WORK TO BE COMPLETED
Your task is to output all the records below, word for word.

ROWS
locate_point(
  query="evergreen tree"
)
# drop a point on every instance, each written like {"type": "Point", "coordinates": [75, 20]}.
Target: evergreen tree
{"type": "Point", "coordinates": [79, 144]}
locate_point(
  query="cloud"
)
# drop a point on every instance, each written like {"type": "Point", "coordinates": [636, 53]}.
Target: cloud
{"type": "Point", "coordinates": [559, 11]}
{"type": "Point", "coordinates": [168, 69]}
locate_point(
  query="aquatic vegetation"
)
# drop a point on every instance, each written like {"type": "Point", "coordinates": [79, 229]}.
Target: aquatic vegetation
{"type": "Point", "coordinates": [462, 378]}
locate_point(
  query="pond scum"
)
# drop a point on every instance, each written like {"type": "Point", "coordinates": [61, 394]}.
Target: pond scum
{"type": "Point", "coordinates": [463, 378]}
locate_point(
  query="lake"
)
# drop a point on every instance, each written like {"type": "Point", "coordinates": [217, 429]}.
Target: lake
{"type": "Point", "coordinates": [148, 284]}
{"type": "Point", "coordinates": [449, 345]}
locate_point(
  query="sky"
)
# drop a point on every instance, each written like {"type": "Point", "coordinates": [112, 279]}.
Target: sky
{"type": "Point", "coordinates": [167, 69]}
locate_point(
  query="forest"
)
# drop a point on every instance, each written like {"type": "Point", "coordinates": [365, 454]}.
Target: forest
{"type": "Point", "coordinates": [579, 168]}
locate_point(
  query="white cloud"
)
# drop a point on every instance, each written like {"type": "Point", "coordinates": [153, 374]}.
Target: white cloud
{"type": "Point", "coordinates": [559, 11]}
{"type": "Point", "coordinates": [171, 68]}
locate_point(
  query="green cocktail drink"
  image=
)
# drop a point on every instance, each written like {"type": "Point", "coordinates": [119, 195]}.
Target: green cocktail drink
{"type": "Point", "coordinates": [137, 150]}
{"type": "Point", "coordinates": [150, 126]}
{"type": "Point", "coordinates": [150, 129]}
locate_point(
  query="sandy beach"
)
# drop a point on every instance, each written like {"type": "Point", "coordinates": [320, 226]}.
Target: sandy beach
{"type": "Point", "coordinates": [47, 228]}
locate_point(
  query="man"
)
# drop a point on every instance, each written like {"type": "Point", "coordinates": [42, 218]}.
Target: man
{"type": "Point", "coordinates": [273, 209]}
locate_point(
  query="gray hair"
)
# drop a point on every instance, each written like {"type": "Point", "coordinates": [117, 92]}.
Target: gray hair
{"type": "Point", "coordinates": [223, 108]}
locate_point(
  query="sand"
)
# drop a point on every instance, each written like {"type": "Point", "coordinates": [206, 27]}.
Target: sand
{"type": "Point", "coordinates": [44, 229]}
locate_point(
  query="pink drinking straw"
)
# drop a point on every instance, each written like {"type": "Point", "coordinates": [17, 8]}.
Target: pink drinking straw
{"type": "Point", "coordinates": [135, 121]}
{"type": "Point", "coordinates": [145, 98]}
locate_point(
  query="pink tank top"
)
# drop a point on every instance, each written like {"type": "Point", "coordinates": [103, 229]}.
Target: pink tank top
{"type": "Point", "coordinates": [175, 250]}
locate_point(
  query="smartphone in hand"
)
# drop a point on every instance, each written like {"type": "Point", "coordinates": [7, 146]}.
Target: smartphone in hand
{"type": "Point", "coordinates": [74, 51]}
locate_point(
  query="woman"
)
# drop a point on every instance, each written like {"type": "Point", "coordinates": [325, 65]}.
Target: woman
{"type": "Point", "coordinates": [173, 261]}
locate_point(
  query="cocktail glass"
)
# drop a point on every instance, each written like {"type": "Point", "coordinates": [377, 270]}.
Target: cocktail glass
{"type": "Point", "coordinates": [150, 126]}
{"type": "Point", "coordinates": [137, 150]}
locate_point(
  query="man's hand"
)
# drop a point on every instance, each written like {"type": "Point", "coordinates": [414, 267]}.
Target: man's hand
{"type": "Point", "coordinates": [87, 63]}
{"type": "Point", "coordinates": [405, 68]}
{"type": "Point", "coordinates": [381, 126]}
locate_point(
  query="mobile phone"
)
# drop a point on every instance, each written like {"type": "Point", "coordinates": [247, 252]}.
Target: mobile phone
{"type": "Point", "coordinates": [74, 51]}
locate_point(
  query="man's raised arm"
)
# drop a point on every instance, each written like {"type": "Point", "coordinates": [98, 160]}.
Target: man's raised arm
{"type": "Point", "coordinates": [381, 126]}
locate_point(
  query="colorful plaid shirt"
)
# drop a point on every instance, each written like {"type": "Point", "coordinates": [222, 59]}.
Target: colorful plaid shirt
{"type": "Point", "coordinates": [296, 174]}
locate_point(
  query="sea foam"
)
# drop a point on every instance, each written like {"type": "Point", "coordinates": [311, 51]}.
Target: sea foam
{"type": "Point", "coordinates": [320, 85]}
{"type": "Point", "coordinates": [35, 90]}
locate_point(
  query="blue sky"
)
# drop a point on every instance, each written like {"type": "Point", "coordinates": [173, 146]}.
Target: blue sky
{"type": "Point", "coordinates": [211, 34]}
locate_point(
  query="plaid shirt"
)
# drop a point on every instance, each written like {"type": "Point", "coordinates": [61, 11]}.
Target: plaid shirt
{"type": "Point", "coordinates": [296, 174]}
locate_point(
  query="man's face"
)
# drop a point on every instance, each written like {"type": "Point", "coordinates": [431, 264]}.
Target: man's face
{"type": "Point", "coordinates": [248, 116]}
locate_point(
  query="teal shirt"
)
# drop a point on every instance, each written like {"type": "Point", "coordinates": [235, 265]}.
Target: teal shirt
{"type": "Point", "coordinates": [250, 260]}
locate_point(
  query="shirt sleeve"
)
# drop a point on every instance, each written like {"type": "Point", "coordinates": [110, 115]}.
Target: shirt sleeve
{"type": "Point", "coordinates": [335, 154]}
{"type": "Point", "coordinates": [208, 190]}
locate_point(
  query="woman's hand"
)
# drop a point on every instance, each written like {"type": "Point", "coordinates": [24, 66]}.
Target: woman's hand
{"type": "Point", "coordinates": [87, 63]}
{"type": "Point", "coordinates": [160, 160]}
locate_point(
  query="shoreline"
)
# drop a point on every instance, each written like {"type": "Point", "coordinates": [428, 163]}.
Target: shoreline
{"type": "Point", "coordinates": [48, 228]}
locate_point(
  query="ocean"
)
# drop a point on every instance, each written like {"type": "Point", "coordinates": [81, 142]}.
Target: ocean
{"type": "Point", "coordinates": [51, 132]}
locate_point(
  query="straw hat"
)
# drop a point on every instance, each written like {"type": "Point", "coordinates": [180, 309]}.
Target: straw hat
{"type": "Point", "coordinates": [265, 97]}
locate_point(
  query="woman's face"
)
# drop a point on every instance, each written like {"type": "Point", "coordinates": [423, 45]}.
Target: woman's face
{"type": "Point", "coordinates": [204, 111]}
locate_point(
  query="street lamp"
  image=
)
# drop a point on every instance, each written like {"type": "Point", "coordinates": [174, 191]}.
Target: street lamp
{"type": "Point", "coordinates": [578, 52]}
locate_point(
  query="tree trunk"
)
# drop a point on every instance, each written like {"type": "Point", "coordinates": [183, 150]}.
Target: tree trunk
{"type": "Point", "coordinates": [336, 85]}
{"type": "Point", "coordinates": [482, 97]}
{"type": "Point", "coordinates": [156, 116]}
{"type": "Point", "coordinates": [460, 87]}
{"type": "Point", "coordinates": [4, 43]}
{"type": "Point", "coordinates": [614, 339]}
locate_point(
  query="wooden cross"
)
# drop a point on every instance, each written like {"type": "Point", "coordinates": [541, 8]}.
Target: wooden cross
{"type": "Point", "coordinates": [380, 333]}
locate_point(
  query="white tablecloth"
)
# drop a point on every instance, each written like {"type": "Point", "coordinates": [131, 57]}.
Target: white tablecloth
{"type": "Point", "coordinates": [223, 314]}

THE OUTPUT
locate_point(
  query="evergreen tree"
)
# drop a point on every instance, each written like {"type": "Point", "coordinates": [75, 20]}.
Target: evergreen tree
{"type": "Point", "coordinates": [79, 144]}
locate_point(
  query="cloud"
)
# drop a point on every instance, each written like {"type": "Point", "coordinates": [636, 53]}.
Target: cloud
{"type": "Point", "coordinates": [559, 11]}
{"type": "Point", "coordinates": [168, 69]}
locate_point(
  query="aquatic vegetation"
)
# drop a point on every instance, each written like {"type": "Point", "coordinates": [79, 229]}.
Target: aquatic vegetation
{"type": "Point", "coordinates": [462, 378]}
locate_point(
  query="pond scum"
)
# drop a point on every instance, each written like {"type": "Point", "coordinates": [61, 394]}.
Target: pond scum
{"type": "Point", "coordinates": [463, 378]}
locate_point(
  query="lake"
)
# drop a point on every instance, each written like {"type": "Point", "coordinates": [217, 429]}.
Target: lake
{"type": "Point", "coordinates": [148, 284]}
{"type": "Point", "coordinates": [449, 345]}
locate_point(
  query="sky"
)
# drop a point on every instance, each written like {"type": "Point", "coordinates": [112, 279]}.
Target: sky
{"type": "Point", "coordinates": [167, 69]}
locate_point(
  query="forest"
)
# drop a point on every instance, each written like {"type": "Point", "coordinates": [365, 454]}.
Target: forest
{"type": "Point", "coordinates": [579, 168]}
locate_point(
  query="white cloud"
)
# drop a point on every instance, each written like {"type": "Point", "coordinates": [153, 374]}.
Target: white cloud
{"type": "Point", "coordinates": [559, 11]}
{"type": "Point", "coordinates": [171, 68]}
locate_point(
  query="green cocktail drink"
  image=
)
# drop a point on every instance, each written like {"type": "Point", "coordinates": [119, 195]}.
Target: green cocktail drink
{"type": "Point", "coordinates": [137, 150]}
{"type": "Point", "coordinates": [150, 126]}
{"type": "Point", "coordinates": [150, 129]}
locate_point(
  query="sandy beach"
)
# drop a point on every instance, each written like {"type": "Point", "coordinates": [320, 226]}.
Target: sandy beach
{"type": "Point", "coordinates": [47, 228]}
locate_point(
  query="man"
)
# drop a point on every instance, each written like {"type": "Point", "coordinates": [42, 218]}.
Target: man
{"type": "Point", "coordinates": [273, 209]}
locate_point(
  query="gray hair"
)
# drop a point on every instance, each written like {"type": "Point", "coordinates": [117, 92]}.
Target: gray hair
{"type": "Point", "coordinates": [223, 108]}
locate_point(
  query="sand"
)
# drop a point on every instance, each written like {"type": "Point", "coordinates": [206, 27]}.
Target: sand
{"type": "Point", "coordinates": [44, 229]}
locate_point(
  query="pink drinking straw"
)
# drop a point on every instance, each written like {"type": "Point", "coordinates": [17, 8]}.
Target: pink drinking straw
{"type": "Point", "coordinates": [135, 121]}
{"type": "Point", "coordinates": [145, 98]}
locate_point(
  query="pink tank top"
)
# drop a point on every instance, each written like {"type": "Point", "coordinates": [103, 229]}.
Target: pink tank top
{"type": "Point", "coordinates": [175, 250]}
locate_point(
  query="smartphone in hand"
)
# drop a point on every instance, each written like {"type": "Point", "coordinates": [7, 146]}.
Target: smartphone in hand
{"type": "Point", "coordinates": [74, 51]}
locate_point(
  query="woman"
)
# drop a point on every instance, each written like {"type": "Point", "coordinates": [325, 65]}.
Target: woman
{"type": "Point", "coordinates": [173, 261]}
locate_point(
  query="cocktail glass"
)
# drop a point on every instance, each written like {"type": "Point", "coordinates": [377, 270]}.
Target: cocktail glass
{"type": "Point", "coordinates": [150, 126]}
{"type": "Point", "coordinates": [137, 150]}
locate_point(
  query="man's hand"
)
# drop a point on every instance, each written like {"type": "Point", "coordinates": [414, 267]}.
Target: man's hand
{"type": "Point", "coordinates": [87, 63]}
{"type": "Point", "coordinates": [405, 68]}
{"type": "Point", "coordinates": [381, 126]}
locate_point(
  query="mobile phone"
)
# drop a point on every instance, each written like {"type": "Point", "coordinates": [247, 252]}.
Target: mobile phone
{"type": "Point", "coordinates": [74, 51]}
locate_point(
  query="man's raised arm"
)
# drop a point on every instance, each written like {"type": "Point", "coordinates": [98, 160]}.
Target: man's raised arm
{"type": "Point", "coordinates": [381, 126]}
locate_point(
  query="colorful plaid shirt"
)
# drop a point on every instance, each written like {"type": "Point", "coordinates": [222, 59]}.
Target: colorful plaid shirt
{"type": "Point", "coordinates": [296, 174]}
locate_point(
  query="sea foam"
)
# drop a point on every instance, each written like {"type": "Point", "coordinates": [311, 51]}.
Target: sea foam
{"type": "Point", "coordinates": [320, 85]}
{"type": "Point", "coordinates": [35, 90]}
locate_point(
  query="blue sky"
)
# drop a point on every instance, each written like {"type": "Point", "coordinates": [173, 146]}.
Target: blue sky
{"type": "Point", "coordinates": [211, 34]}
locate_point(
  query="plaid shirt"
)
# drop a point on every instance, each written like {"type": "Point", "coordinates": [61, 11]}.
Target: plaid shirt
{"type": "Point", "coordinates": [296, 174]}
locate_point(
  query="man's face"
)
# drop a point on every instance, each written like {"type": "Point", "coordinates": [431, 264]}.
Target: man's face
{"type": "Point", "coordinates": [248, 116]}
locate_point(
  query="teal shirt"
)
# drop a point on every instance, each written like {"type": "Point", "coordinates": [235, 265]}.
Target: teal shirt
{"type": "Point", "coordinates": [250, 260]}
locate_point(
  query="shirt sleeve"
)
# drop a point on every instance, each written like {"type": "Point", "coordinates": [110, 115]}.
Target: shirt sleeve
{"type": "Point", "coordinates": [335, 154]}
{"type": "Point", "coordinates": [208, 190]}
locate_point(
  query="woman's hand"
)
# drop a point on every instance, each written like {"type": "Point", "coordinates": [24, 66]}.
Target: woman's hand
{"type": "Point", "coordinates": [87, 63]}
{"type": "Point", "coordinates": [160, 160]}
locate_point(
  query="shoreline"
)
# drop a point on every instance, each written like {"type": "Point", "coordinates": [428, 163]}.
Target: shoreline
{"type": "Point", "coordinates": [48, 228]}
locate_point(
  query="ocean"
)
# drop a point on every instance, each written like {"type": "Point", "coordinates": [81, 142]}.
Target: ocean
{"type": "Point", "coordinates": [51, 132]}
locate_point(
  query="straw hat"
)
# drop a point on every instance, each written like {"type": "Point", "coordinates": [180, 309]}.
Target: straw hat
{"type": "Point", "coordinates": [265, 97]}
locate_point(
  query="woman's face"
)
# drop a point on every instance, each written like {"type": "Point", "coordinates": [423, 45]}.
Target: woman's face
{"type": "Point", "coordinates": [204, 111]}
locate_point(
  query="street lamp"
  image=
)
# drop a point on every instance, each written like {"type": "Point", "coordinates": [174, 191]}.
Target: street lamp
{"type": "Point", "coordinates": [578, 52]}
locate_point(
  query="tree trunk"
)
# drop a point on every instance, each written like {"type": "Point", "coordinates": [183, 150]}.
Target: tree trunk
{"type": "Point", "coordinates": [336, 85]}
{"type": "Point", "coordinates": [482, 97]}
{"type": "Point", "coordinates": [156, 116]}
{"type": "Point", "coordinates": [460, 87]}
{"type": "Point", "coordinates": [4, 43]}
{"type": "Point", "coordinates": [614, 339]}
locate_point(
  query="wooden cross"
)
# drop a point on every instance, each written like {"type": "Point", "coordinates": [541, 8]}.
Target: wooden cross
{"type": "Point", "coordinates": [380, 333]}
locate_point(
  query="white tablecloth"
)
# drop a point on every instance, each written like {"type": "Point", "coordinates": [131, 57]}.
Target: white tablecloth
{"type": "Point", "coordinates": [223, 314]}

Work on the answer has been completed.